== INPUT RECORDS
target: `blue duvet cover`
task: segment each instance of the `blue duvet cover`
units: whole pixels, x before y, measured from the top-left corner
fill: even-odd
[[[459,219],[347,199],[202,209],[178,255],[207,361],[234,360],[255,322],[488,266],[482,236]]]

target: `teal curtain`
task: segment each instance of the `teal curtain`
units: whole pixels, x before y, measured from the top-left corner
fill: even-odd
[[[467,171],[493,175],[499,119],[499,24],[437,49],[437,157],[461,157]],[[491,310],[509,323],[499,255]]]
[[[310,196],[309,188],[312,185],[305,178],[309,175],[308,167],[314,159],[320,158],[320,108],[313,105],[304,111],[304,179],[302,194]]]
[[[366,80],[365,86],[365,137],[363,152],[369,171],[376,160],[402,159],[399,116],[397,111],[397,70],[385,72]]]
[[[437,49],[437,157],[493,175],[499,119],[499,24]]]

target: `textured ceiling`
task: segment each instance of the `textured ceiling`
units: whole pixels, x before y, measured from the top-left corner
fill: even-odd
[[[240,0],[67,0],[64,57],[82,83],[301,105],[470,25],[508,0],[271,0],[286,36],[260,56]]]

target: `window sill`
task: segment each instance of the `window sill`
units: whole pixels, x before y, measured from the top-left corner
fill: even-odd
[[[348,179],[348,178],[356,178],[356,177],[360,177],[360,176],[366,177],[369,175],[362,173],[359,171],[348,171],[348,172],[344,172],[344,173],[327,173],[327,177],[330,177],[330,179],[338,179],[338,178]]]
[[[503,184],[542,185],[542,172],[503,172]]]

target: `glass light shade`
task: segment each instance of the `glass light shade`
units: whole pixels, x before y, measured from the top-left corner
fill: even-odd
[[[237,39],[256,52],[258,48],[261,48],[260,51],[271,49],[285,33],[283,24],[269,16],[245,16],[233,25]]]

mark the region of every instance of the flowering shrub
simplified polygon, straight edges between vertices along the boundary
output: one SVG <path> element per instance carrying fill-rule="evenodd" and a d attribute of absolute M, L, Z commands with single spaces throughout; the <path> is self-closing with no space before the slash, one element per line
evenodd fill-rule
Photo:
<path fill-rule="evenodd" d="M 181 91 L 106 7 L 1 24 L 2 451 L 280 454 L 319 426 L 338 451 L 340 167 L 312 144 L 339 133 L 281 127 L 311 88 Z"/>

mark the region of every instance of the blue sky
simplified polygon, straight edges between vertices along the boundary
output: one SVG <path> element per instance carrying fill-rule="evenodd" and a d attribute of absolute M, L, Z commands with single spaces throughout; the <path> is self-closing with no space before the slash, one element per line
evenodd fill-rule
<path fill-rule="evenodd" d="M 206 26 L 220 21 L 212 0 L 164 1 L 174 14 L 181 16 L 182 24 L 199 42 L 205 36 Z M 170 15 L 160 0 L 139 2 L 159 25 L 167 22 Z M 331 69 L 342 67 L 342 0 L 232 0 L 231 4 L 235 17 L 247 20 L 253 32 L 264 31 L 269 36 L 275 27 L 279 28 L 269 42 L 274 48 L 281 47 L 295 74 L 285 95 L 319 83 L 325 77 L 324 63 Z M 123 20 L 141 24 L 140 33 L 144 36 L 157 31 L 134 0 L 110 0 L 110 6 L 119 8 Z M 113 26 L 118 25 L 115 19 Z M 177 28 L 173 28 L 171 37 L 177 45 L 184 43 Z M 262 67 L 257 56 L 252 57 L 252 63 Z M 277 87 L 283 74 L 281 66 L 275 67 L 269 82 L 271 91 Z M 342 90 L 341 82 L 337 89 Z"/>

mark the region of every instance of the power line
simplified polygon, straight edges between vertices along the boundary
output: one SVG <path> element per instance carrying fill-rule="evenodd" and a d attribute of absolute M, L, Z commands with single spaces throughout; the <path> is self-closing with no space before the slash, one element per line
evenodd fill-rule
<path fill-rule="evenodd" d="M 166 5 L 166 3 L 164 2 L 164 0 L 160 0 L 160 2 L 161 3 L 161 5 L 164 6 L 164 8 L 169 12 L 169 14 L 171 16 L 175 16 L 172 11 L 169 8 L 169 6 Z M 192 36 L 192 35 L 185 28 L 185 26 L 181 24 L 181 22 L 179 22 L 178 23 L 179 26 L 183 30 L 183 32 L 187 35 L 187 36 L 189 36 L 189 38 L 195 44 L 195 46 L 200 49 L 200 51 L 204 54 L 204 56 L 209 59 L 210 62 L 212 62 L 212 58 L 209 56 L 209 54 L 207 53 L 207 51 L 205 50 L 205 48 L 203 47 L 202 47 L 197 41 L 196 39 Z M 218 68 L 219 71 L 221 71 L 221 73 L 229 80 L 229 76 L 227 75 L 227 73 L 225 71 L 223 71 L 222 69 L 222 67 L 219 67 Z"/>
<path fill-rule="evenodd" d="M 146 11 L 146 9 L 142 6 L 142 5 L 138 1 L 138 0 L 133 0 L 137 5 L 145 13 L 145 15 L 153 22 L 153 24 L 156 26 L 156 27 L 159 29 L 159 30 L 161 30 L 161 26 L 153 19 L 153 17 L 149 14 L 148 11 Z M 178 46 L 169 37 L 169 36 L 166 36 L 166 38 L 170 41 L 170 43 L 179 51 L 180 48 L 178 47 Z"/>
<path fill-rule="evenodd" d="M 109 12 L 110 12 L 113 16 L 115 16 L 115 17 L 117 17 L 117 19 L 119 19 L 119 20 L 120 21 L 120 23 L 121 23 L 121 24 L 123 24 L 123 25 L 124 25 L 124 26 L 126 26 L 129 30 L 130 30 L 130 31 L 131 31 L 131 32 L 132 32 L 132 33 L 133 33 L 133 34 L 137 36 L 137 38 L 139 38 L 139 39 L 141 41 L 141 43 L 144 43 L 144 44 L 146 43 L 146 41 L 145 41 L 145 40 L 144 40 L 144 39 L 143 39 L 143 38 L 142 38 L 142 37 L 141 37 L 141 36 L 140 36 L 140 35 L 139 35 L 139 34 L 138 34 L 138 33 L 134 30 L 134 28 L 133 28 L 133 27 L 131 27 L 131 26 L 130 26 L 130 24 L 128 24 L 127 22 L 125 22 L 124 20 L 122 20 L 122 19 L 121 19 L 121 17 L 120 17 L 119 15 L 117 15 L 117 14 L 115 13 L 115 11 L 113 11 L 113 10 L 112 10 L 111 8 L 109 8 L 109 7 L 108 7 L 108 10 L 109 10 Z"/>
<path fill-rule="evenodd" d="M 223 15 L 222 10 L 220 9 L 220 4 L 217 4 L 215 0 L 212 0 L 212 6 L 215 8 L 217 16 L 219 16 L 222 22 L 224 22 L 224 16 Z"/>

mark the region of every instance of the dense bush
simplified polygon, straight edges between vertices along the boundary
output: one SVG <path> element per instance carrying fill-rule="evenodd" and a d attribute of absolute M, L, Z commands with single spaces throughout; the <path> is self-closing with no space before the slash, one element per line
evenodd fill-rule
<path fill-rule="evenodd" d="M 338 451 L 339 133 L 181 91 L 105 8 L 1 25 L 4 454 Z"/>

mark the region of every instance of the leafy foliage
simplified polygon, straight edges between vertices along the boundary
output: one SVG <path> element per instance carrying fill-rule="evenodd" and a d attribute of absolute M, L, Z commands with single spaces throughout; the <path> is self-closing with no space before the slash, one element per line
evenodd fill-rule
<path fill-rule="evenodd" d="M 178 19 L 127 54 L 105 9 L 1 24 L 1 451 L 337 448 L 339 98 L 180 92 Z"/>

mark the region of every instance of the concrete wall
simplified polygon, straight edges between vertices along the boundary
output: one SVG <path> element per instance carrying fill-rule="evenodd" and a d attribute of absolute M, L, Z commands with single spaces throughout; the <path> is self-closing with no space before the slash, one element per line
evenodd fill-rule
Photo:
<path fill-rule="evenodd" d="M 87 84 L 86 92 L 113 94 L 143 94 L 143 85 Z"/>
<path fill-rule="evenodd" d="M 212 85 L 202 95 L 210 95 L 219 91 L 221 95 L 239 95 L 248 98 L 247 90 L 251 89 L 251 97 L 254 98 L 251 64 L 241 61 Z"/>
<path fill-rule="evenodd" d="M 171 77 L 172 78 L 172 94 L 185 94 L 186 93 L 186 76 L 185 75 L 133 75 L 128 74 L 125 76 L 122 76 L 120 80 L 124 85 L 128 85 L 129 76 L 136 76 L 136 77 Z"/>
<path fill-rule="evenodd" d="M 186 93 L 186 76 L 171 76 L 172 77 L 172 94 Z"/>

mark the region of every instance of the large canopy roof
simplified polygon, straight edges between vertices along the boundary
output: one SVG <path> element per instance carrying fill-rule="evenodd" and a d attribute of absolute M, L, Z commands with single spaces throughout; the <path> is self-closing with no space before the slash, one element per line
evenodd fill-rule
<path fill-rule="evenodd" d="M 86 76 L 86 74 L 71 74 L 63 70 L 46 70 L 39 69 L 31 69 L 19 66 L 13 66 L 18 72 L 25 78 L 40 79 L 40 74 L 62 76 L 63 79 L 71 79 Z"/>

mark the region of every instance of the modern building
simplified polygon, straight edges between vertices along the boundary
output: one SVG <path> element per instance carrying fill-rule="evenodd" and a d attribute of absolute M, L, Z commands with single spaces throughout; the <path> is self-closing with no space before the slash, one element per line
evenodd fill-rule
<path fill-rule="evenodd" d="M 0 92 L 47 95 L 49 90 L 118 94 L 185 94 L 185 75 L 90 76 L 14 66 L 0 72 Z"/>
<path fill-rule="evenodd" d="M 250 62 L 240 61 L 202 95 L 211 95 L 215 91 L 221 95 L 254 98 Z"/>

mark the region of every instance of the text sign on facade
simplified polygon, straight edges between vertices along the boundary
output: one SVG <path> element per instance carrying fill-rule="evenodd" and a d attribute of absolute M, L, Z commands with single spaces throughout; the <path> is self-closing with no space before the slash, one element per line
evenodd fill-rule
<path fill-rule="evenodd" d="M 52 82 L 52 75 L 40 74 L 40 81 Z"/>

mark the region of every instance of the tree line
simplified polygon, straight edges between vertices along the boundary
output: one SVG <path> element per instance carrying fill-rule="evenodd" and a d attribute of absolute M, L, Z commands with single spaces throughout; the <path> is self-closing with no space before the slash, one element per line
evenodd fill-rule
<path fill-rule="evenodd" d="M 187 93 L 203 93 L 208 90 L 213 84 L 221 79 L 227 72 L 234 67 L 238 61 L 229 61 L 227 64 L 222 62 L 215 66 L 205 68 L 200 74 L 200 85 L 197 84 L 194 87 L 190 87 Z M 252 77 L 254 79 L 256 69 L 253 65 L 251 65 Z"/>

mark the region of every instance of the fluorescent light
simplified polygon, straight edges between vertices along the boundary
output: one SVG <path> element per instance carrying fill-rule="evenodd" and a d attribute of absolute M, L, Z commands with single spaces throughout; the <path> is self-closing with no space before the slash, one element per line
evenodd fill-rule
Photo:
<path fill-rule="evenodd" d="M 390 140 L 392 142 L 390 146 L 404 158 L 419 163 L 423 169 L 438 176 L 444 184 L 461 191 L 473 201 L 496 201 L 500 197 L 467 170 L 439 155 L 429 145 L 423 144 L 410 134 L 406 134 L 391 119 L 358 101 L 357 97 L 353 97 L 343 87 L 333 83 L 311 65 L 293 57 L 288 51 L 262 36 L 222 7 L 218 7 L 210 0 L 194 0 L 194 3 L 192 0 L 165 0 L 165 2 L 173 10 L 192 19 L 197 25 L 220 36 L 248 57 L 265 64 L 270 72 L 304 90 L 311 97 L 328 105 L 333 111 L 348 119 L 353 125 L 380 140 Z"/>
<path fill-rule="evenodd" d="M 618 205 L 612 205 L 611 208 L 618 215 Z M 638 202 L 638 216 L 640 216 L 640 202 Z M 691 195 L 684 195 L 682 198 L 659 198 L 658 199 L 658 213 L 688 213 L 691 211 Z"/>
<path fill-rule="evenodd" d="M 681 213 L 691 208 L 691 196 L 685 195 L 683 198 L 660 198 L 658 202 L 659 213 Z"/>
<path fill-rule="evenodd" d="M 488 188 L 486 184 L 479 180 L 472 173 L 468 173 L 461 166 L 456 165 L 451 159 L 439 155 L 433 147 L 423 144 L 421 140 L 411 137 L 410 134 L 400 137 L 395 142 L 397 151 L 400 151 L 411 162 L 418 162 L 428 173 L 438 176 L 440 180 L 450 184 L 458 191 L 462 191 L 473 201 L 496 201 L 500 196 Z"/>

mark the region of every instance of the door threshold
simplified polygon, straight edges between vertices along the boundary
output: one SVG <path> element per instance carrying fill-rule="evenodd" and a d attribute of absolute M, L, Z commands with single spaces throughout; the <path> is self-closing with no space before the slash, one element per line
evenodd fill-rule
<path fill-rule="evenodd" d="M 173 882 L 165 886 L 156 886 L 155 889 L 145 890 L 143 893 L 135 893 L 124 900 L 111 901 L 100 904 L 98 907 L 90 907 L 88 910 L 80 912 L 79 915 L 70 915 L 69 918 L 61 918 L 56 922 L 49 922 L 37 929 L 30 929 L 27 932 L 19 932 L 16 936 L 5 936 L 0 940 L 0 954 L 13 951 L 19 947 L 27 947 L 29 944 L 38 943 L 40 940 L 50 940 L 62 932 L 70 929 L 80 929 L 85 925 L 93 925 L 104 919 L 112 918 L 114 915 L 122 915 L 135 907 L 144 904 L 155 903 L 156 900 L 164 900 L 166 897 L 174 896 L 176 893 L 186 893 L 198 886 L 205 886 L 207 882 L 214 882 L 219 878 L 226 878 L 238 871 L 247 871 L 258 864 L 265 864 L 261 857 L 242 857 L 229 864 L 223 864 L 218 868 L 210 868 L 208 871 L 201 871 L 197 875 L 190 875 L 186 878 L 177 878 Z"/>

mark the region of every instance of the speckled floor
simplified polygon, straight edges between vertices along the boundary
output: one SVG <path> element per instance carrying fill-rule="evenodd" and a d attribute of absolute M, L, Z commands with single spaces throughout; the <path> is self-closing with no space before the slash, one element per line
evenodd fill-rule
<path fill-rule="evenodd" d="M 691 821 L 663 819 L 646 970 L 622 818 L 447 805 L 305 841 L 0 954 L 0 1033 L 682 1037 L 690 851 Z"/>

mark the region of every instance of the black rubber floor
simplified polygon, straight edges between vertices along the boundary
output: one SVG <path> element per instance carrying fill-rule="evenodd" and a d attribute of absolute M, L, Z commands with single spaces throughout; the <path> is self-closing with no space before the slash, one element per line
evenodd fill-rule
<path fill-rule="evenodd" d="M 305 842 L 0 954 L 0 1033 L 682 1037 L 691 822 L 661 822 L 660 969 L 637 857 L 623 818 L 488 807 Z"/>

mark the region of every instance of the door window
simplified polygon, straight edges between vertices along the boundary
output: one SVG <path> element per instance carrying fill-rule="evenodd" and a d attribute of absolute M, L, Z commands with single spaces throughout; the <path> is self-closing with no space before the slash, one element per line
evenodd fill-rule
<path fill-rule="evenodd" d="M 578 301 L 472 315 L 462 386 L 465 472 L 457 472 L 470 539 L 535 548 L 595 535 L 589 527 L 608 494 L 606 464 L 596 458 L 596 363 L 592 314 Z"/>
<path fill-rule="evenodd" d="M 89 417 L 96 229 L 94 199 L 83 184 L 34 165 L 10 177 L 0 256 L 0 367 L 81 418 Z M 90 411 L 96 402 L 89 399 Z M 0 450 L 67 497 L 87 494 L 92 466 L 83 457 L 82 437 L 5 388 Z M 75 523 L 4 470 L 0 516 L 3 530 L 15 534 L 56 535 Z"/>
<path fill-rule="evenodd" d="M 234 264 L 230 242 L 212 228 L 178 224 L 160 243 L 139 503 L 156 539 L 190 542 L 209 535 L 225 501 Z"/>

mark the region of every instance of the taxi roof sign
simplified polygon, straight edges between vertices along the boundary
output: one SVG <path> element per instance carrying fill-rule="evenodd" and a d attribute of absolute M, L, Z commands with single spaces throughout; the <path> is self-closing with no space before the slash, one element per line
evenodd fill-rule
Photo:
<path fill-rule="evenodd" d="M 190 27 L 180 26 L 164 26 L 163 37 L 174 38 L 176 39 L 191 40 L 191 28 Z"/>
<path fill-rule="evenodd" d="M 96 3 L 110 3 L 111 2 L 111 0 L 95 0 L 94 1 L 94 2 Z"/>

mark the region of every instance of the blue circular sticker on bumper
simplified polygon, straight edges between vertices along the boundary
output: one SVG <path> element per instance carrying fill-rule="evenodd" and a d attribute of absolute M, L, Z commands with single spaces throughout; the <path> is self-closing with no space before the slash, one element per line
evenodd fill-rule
====
● PROBLEM DETAILS: Copy out the stretch of the listing from the line containing "mark the region of every instance of the speckled" through the line containing "691 821 L 663", requests included. In the answer, multiply every coordinate by 1.1 and round each product to the nearest whole number, with halves rounded up.

● EXERCISE ANSWER:
mark the region of every instance of the speckled floor
simplified polygon, straight edges between vertices along the boundary
output: one SVG <path> element per instance carrying fill-rule="evenodd" and a d attribute of absolute M, L, Z commands with single spaces throughout; the <path> is self-closing with no space before the slash, one element per line
evenodd fill-rule
<path fill-rule="evenodd" d="M 760 903 L 729 901 L 711 1067 L 684 900 L 492 886 L 336 925 L 0 1049 L 0 1136 L 750 1141 L 759 936 Z"/>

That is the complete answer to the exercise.